- [DOCUMENT SEGMENT]
+---+
Endpoint conclusion:

no adverse effect observed (negative)

Additional information

In vitro

Gene mutation in bacteria

2-Pyrrolidone was not mutagenic in a plate incorporation Ames test with and without metabolic activation (tested up to 16500 μg/plate in Salmonella typhimurium TA1535, TA 1537, TA 1538, TA 98 and TA 100; metabolic activation: liver S-9 mix from Aroclor-induced male Sprague-Dawley rats and Syrian hamsters; Jagannath 1987). Cytotoxicity (reduction of the background lawn) was observed at the highest concentration tested.

Cytogenicity in mammalian cells

In a GLP conform assay according to OECD guideline 473, human lymphocytes were tested for chromosome aberrations in doses up to 3500 µg/mL of 2 -pyrrolidone without metabolic activation and doses up to 6000 mg/mL with metabolic activation (BASF AG 1987). There were no increases of chromosome aberrations detected in any treatment if compared with the solvent controls in the assays with and without metabolic activation. Due to the very low mean number of aberrations in the negative control with metabolic activation, statistically significant effects were found in the two highest dose groups, but they were considered as not relevant.

Gene mutation in mammalian cells

2 -pyrrolidone was tested in HPRT locus assay to detect gene mutation in CHO cells (Welly, 2019). The test substance did not lead to an increase in the number of mutant colonies either without S9 mix or after the addition of a metabolizing system in two experiments performed independently of each other. The mutant frequencies at any concentration were close to or within the range of that of the concurrent negative control values and within the range of the historical negative control data. The mutation frequencies of the negative control groups were within the historical negative control data range including all vehicles used in their laboratory and, thus, fulfilled the acceptance criteria of this study. The increase in the frequencies of mutant colonies induced by the positive control substances EMS and DMN clearly demonstrated the sensitivity of the test method and of the metabolic activity of the S9 mix employed. The values were within the range of the historical positive control data and, thus, fulfilled the acceptance criteria of this study. In both experiments in the absence and the presence of S9 mix, no cytotoxicity indicated by reduced relative cloning efficiency of below 20 % relative survival was observed.
+---+
- [RECORDED INFORMATION]
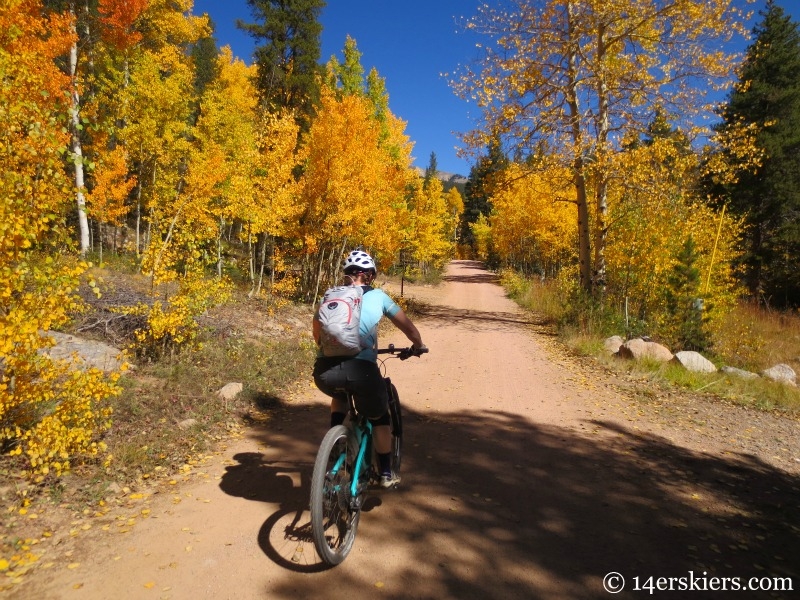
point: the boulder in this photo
(229, 391)
(738, 372)
(638, 349)
(694, 361)
(90, 353)
(781, 373)
(612, 344)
+---+
- [TASK TO CARRY OUT] Copy the 2-pyrrolidone passage starting with "Cytogenicity in mammalian" and going on through "as not relevant.", and swap "human lymphocytes" for "peripheral blood lymphocytes". The items have no connection to the 2-pyrrolidone passage.

- [ANSWER AREA]
Cytogenicity in mammalian cells

In a GLP conform assay according to OECD guideline 473, peripheral blood lymphocytes were tested for chromosome aberrations in doses up to 3500 µg/mL of 2 -pyrrolidone without metabolic activation and doses up to 6000 mg/mL with metabolic activation (BASF AG 1987). There were no increases of chromosome aberrations detected in any treatment if compared with the solvent controls in the assays with and without metabolic activation. Due to the very low mean number of aberrations in the negative control with metabolic activation, statistically significant effects were found in the two highest dose groups, but they were considered as not relevant.